** Aim a **
Answer these from the article on Richard Tice's tax affairs:
(i) About how much tax did his property firm avoid paying?
(ii) On which stock exchange did Tice list the company?
(iii) Who chairs the Labour Party?

Labour calls for investigation into Richard Tice’s tax affairs

Reading Time: 2 minutes

The Reform deputy leader’s property firm avoided paying nearly £600,000 in tax

Richard Tice on Times Radio

The Labour Party has called for the tax department, HMRC, to investigate Richard Tice’s tax affairs, after an investigation found his company dodged nearly £600,000 in tax.

The Times reported that Tice’s property company Quidnet Reit did not pay any tax on multimillion pound profits between 2018 and 2021 after obtaining “an unusual tax status” for his firm.

Chair of the Labour Party, Anna Turley, said the Times’ investigation presented a “deeply troubling case which needs to be investigated with the utmost urgency”.

Tice listed the company on the Guernsey stock exchange and applied for it to become a real estate investment trust (Reit).

** Labeled-object pointing entries **
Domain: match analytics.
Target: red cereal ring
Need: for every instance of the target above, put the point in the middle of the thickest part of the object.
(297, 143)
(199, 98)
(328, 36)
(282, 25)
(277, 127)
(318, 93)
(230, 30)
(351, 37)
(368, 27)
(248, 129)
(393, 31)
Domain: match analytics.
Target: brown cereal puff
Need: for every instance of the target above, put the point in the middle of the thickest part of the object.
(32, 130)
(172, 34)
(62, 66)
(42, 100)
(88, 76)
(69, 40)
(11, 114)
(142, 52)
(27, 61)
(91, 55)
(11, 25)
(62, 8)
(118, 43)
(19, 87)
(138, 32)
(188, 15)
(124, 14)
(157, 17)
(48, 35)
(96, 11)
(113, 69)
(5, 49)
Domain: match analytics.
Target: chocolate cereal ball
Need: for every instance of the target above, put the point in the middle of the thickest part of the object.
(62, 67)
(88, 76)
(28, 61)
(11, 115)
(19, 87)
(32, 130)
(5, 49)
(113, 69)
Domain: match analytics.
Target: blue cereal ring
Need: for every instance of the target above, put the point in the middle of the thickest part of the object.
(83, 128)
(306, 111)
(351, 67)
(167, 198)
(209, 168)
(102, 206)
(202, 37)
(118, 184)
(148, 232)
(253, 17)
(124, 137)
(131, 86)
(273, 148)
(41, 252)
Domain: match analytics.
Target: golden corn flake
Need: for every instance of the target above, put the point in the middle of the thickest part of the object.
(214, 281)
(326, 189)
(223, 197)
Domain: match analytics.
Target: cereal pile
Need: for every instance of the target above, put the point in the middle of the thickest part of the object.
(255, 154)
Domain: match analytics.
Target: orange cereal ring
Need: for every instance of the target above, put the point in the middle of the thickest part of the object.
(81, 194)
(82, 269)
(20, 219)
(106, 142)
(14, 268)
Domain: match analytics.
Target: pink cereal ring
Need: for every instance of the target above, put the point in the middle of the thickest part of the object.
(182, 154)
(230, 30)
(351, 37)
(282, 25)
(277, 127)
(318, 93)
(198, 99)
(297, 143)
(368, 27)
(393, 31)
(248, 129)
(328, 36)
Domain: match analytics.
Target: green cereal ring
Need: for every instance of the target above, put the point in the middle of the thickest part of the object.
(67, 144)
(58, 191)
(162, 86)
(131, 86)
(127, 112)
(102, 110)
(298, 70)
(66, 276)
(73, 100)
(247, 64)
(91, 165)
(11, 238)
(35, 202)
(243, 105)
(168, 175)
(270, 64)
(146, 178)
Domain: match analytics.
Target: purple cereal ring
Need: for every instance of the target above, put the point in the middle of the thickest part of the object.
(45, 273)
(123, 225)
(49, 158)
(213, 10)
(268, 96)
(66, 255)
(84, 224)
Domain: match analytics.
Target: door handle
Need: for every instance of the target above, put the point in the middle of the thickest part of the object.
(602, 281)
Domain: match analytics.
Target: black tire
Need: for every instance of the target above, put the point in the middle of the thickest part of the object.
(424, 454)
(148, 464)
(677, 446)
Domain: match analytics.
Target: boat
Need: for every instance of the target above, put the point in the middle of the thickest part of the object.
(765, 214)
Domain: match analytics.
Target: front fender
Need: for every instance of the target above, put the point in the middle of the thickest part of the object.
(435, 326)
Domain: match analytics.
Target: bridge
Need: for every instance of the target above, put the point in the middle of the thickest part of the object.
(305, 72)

** Aim b **
Find each row above that contains the word "cereal" and copy those rows.

** Worked solution a **
(i) Nearly £600,000
(ii) The Guernsey stock exchange
(iii) Anna Turley

** Worked solution b **
Target: red cereal ring
Target: brown cereal puff
Target: chocolate cereal ball
Target: blue cereal ring
Target: cereal pile
Target: orange cereal ring
Target: pink cereal ring
Target: green cereal ring
Target: purple cereal ring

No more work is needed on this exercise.